_REQUIRED TASK_: Return, character for character, the lines from the one bearing "Objective — one marker on every instance of the window" through the end of the material. Omit everything before that line.
━━━ INFORMATION SUPPLIED
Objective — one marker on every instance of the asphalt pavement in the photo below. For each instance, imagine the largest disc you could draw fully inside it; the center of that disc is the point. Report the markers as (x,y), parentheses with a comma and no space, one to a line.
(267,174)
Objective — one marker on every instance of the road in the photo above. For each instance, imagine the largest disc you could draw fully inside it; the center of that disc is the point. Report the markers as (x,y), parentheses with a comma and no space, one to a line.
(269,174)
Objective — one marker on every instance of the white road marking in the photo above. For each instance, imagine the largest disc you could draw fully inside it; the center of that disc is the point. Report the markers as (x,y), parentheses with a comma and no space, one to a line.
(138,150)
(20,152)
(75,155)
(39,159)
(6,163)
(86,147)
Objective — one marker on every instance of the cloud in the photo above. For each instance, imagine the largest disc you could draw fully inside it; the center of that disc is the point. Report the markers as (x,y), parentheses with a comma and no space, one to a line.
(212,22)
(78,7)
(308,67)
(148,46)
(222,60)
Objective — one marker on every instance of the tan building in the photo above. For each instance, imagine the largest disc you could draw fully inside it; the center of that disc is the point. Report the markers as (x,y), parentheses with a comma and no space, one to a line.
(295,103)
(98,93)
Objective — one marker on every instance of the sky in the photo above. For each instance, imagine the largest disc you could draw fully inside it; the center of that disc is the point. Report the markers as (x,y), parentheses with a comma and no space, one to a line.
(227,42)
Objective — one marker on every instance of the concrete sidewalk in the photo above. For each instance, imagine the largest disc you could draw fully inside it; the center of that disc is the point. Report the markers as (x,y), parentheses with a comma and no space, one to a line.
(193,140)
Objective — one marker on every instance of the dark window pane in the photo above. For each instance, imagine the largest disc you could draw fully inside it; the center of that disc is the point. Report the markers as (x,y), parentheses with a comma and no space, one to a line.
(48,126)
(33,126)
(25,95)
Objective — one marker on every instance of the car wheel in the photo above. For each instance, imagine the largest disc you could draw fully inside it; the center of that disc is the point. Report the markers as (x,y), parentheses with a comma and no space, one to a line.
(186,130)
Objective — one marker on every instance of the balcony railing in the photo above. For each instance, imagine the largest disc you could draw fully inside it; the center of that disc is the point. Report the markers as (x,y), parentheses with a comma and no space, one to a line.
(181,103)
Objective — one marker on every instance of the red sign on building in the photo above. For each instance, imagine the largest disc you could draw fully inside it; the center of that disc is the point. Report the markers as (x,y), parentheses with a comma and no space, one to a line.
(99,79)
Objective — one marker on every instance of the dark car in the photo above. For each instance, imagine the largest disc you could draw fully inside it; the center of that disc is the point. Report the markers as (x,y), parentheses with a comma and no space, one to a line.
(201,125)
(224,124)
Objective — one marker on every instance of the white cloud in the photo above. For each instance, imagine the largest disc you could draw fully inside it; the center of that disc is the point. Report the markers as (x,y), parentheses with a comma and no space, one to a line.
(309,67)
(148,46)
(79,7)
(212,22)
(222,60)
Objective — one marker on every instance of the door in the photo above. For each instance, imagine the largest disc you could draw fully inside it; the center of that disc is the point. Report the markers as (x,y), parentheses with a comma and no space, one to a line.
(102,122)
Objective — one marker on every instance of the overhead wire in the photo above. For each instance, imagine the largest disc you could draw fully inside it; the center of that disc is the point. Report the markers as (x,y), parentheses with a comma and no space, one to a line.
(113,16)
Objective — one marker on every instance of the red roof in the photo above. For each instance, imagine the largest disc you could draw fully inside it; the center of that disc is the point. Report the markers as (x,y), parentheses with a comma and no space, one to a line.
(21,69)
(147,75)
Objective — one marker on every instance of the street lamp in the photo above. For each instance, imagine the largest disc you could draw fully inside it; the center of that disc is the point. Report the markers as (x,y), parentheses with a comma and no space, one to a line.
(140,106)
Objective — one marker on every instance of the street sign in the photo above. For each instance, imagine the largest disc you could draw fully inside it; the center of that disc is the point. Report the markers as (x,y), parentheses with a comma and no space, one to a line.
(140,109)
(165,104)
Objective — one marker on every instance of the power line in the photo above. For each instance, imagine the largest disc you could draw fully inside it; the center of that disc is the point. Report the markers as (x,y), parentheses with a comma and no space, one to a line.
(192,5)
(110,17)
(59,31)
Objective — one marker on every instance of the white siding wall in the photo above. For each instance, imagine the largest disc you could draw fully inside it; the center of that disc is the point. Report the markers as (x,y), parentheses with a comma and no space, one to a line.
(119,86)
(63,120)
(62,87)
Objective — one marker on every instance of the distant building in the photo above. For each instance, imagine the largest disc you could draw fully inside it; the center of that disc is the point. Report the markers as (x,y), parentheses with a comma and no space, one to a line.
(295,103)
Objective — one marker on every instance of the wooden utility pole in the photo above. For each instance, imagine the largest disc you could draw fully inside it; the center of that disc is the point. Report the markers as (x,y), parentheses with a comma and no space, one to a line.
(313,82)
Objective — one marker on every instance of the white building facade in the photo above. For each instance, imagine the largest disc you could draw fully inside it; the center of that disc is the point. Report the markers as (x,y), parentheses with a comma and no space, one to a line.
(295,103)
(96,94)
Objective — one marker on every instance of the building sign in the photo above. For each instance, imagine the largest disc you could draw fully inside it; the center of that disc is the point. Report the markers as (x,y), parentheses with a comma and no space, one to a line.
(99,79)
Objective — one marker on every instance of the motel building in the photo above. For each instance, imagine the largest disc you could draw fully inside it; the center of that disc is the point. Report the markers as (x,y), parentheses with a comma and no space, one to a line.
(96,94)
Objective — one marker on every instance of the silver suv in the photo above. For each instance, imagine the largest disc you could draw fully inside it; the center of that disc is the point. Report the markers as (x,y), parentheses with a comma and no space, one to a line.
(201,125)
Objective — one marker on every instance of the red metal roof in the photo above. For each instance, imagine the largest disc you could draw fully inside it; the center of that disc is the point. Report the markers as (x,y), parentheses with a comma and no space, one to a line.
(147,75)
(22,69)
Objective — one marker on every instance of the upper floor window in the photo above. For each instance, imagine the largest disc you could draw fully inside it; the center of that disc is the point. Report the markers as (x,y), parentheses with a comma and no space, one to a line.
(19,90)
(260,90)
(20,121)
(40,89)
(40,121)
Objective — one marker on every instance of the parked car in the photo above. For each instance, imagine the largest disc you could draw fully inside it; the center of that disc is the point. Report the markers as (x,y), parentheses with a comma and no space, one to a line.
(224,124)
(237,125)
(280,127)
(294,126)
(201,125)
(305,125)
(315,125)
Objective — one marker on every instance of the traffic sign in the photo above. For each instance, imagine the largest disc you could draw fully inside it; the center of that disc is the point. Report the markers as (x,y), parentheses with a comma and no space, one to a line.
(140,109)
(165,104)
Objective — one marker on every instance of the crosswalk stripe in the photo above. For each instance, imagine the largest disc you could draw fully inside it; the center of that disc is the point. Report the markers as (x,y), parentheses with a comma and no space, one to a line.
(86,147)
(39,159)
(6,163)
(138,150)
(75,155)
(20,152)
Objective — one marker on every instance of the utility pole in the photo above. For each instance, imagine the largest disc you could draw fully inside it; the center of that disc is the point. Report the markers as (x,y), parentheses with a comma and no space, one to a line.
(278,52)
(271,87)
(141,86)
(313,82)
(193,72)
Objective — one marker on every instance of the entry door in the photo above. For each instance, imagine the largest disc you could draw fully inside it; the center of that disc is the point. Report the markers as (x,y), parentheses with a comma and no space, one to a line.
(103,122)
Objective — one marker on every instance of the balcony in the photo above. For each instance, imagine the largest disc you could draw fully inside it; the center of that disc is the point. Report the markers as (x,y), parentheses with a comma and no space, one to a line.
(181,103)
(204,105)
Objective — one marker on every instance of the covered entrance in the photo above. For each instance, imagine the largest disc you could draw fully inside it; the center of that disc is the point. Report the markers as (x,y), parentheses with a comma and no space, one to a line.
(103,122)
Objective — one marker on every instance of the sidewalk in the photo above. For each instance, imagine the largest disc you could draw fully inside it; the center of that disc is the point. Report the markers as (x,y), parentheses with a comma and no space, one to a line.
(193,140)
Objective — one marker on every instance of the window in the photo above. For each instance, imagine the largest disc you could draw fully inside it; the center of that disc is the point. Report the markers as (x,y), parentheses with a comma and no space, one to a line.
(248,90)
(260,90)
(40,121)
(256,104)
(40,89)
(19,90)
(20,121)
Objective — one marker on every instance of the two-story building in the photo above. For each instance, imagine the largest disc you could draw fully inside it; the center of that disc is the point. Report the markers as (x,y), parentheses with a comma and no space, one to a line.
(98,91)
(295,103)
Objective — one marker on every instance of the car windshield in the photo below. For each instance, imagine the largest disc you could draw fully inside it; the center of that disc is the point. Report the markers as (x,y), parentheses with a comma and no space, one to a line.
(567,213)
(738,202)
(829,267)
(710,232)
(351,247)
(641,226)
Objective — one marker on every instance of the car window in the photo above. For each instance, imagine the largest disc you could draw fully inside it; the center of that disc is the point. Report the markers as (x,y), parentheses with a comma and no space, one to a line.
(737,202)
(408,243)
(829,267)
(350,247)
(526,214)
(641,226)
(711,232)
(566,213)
━━━━━━
_EXERCISE SOLUTION_:
Objective — one marker on every instance of the window in the photo above. For each instance, imagine the largest disc you could draw fully inside it; the center of that disc is the point. Report the markers as (x,y), parentheses with a comma and no space, one to a line.
(248,90)
(260,90)
(40,121)
(256,104)
(40,89)
(19,90)
(20,121)
Objective — one marker on every instance of the two-story building in the photo above. For each instance, imagine the largest disc you could draw fully inside it; the center of that disc is the point. Report the markers as (x,y), parentheses with a comma and no space, one to a line.
(98,91)
(295,103)
Objective — one marker on every instance of the car windshield in the photo below. For each instance, imagine the largest disc you could draw fully inside it; the center of that disc is the point. Report the markers as (x,y), parentheses with a comma and no space, one to a line.
(567,213)
(738,202)
(829,267)
(710,232)
(351,247)
(641,226)
Objective — one marker on every instance of the car window in the photo above. For each instance, imagine the largest disc you could draw fully inside it; the center of that disc is the point. Report the markers as (x,y), parentheses with a comma and no space, one to a line.
(737,202)
(408,243)
(829,267)
(350,247)
(526,214)
(641,226)
(711,232)
(566,213)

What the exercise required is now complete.